* The exercise *
Rewrite every line of the records below as a numbered list, leaving out blank lines and the pictures.

* Material *
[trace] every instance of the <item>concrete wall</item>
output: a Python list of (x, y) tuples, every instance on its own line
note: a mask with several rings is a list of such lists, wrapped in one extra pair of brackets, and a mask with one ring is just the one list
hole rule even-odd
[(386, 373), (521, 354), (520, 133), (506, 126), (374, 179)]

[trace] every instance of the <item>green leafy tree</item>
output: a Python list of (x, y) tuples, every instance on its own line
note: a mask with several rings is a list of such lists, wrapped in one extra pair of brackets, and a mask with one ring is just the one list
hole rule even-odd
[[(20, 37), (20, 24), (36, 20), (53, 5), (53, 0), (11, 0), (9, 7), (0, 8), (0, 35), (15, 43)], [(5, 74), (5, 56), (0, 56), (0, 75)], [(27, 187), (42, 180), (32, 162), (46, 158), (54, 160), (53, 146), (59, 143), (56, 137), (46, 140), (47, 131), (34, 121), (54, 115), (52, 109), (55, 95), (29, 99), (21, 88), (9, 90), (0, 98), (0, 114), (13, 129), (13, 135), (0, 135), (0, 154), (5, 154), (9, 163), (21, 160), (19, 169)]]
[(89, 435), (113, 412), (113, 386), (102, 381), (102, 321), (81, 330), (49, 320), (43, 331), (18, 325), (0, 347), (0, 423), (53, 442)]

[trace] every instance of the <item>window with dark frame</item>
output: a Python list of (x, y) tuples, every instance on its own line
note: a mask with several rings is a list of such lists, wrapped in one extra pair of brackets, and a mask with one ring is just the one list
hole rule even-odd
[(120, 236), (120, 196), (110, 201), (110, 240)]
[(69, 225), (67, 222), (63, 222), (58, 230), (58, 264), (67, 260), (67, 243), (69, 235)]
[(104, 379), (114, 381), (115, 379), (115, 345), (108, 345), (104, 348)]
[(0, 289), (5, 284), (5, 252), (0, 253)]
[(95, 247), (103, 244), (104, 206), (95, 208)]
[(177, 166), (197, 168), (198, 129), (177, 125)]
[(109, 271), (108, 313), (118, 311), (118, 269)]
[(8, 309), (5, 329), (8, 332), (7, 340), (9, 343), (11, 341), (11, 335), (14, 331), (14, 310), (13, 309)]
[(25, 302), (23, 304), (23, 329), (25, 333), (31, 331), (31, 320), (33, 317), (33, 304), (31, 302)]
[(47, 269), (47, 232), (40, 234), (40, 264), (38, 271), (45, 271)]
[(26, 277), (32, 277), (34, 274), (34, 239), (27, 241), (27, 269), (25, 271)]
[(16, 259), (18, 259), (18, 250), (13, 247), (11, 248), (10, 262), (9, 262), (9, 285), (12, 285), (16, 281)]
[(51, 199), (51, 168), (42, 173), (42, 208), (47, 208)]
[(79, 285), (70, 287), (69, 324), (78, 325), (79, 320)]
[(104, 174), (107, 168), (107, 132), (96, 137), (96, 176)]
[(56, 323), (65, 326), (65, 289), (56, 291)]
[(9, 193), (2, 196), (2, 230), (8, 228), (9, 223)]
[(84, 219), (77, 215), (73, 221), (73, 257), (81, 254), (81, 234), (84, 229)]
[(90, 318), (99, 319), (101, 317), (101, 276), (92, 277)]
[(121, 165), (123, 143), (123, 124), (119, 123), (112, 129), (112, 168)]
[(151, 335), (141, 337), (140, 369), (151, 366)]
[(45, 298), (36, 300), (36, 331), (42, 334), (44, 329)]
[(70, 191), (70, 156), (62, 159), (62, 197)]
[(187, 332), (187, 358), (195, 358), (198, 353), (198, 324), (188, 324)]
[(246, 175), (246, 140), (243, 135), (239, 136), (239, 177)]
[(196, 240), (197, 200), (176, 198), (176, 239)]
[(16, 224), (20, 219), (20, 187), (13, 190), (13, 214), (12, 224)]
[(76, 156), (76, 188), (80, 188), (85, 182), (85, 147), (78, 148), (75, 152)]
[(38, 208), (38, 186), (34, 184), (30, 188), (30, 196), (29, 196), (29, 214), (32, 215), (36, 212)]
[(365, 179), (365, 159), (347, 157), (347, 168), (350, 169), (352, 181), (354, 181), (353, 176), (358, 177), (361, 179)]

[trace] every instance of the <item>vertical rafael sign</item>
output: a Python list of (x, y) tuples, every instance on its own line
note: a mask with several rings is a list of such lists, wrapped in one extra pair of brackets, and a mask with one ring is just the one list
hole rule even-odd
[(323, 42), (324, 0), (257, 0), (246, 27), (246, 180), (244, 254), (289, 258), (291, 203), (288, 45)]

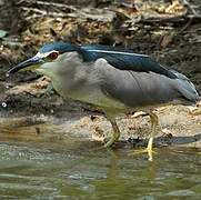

* The completed task *
1. [trace] every instance of the <item>concrete wall</item>
2. output: a Python list of (x, y) tuples, every instance on its own line
3. note: a mask with several rings is a list of such lists, wrapped in one extra pair of brackets, and a mask with one ring is just the one list
4. hole rule even-odd
5. [(386, 373), (521, 354), (520, 133), (506, 126), (374, 179)]
6. [trace] every instance of the <item>green leafy tree</item>
7. output: a Python list of (x, y) tuples, every instance on its own line
8. note: a mask with several rings is a list of such lists, wrapped in one extra pair of brackets, and a mask with one ring is just the one list
9. hole rule even-odd
10. [[(20, 37), (20, 24), (36, 20), (53, 5), (53, 0), (11, 0), (9, 7), (0, 8), (0, 35), (15, 43)], [(5, 74), (5, 56), (0, 56), (0, 75)], [(27, 187), (42, 180), (32, 162), (46, 158), (54, 160), (53, 146), (59, 143), (56, 137), (46, 140), (47, 131), (34, 121), (54, 115), (52, 109), (55, 95), (29, 99), (21, 88), (9, 90), (0, 98), (0, 114), (13, 129), (13, 135), (0, 135), (0, 154), (5, 154), (9, 163), (21, 160), (19, 169)]]
11. [(89, 435), (113, 412), (113, 386), (102, 381), (102, 321), (81, 330), (49, 320), (43, 331), (18, 325), (0, 347), (0, 423), (53, 442)]
12. [trace] every instance of the <item>window with dark frame</item>
13. output: a Python list of (x, y) tuples, every instance on its own line
14. note: a mask with several rings is a list of such lists, wrapped in one extra pair of brackets, and a mask with one ring is just the one list
15. hole rule even-odd
16. [(120, 236), (120, 196), (110, 201), (110, 240)]
17. [(69, 225), (67, 222), (63, 222), (58, 230), (58, 264), (67, 260), (67, 243), (69, 235)]
18. [(104, 379), (114, 381), (115, 379), (115, 345), (108, 345), (104, 348)]
19. [(0, 289), (5, 284), (5, 252), (0, 253)]
20. [(95, 247), (103, 244), (104, 206), (95, 208)]
21. [(177, 166), (197, 168), (198, 129), (177, 125)]
22. [(109, 271), (108, 313), (118, 311), (118, 269)]
23. [(8, 309), (5, 329), (8, 332), (7, 340), (9, 343), (11, 341), (11, 335), (14, 331), (14, 310), (13, 309)]
24. [(25, 302), (23, 304), (23, 329), (25, 333), (31, 331), (31, 320), (33, 317), (33, 304), (31, 302)]
25. [(47, 269), (47, 232), (40, 234), (40, 264), (38, 271), (45, 271)]
26. [(26, 277), (32, 277), (34, 274), (34, 239), (27, 241), (27, 269), (25, 271)]
27. [(16, 259), (18, 259), (18, 250), (13, 247), (11, 248), (10, 262), (9, 262), (9, 285), (12, 285), (16, 281)]
28. [(51, 199), (51, 168), (42, 173), (42, 208), (47, 208)]
29. [(79, 285), (70, 287), (69, 324), (78, 325), (79, 320)]
30. [(104, 174), (107, 168), (107, 132), (96, 137), (96, 176)]
31. [(56, 323), (65, 326), (65, 289), (56, 291)]
32. [(9, 193), (2, 196), (2, 230), (8, 228), (9, 223)]
33. [(84, 219), (77, 215), (73, 221), (73, 257), (81, 254), (81, 234), (84, 229)]
34. [(90, 318), (99, 319), (101, 317), (101, 276), (92, 277)]
35. [(121, 165), (123, 143), (123, 124), (119, 123), (112, 129), (112, 168)]
36. [(151, 335), (141, 337), (140, 369), (151, 366)]
37. [(45, 298), (36, 300), (36, 331), (42, 334), (44, 329)]
38. [(70, 191), (70, 156), (62, 159), (62, 197)]
39. [(187, 332), (187, 358), (195, 358), (198, 353), (198, 324), (188, 324)]
40. [(246, 175), (246, 140), (243, 135), (239, 136), (239, 177)]
41. [(196, 240), (197, 200), (176, 198), (176, 239)]
42. [(16, 224), (20, 219), (20, 187), (13, 190), (13, 214), (12, 224)]
43. [(76, 156), (76, 188), (80, 188), (85, 182), (85, 147), (78, 148), (75, 152)]
44. [(38, 208), (38, 186), (34, 184), (30, 188), (30, 196), (29, 196), (29, 214), (32, 215), (36, 212)]
45. [(365, 179), (365, 159), (347, 157), (347, 168), (350, 169), (352, 181), (354, 181), (353, 176), (358, 177), (361, 179)]
46. [trace] every instance of the <item>vertical rafael sign</item>
47. output: a Python list of (x, y) tuples, every instance on its own line
48. note: a mask with several rings is a list of such lists, wrapped in one extra pair of brackets, and a mask with one ring is just the one list
49. hole rule even-odd
50. [(323, 42), (324, 0), (257, 0), (246, 27), (246, 180), (244, 254), (289, 258), (291, 203), (288, 45)]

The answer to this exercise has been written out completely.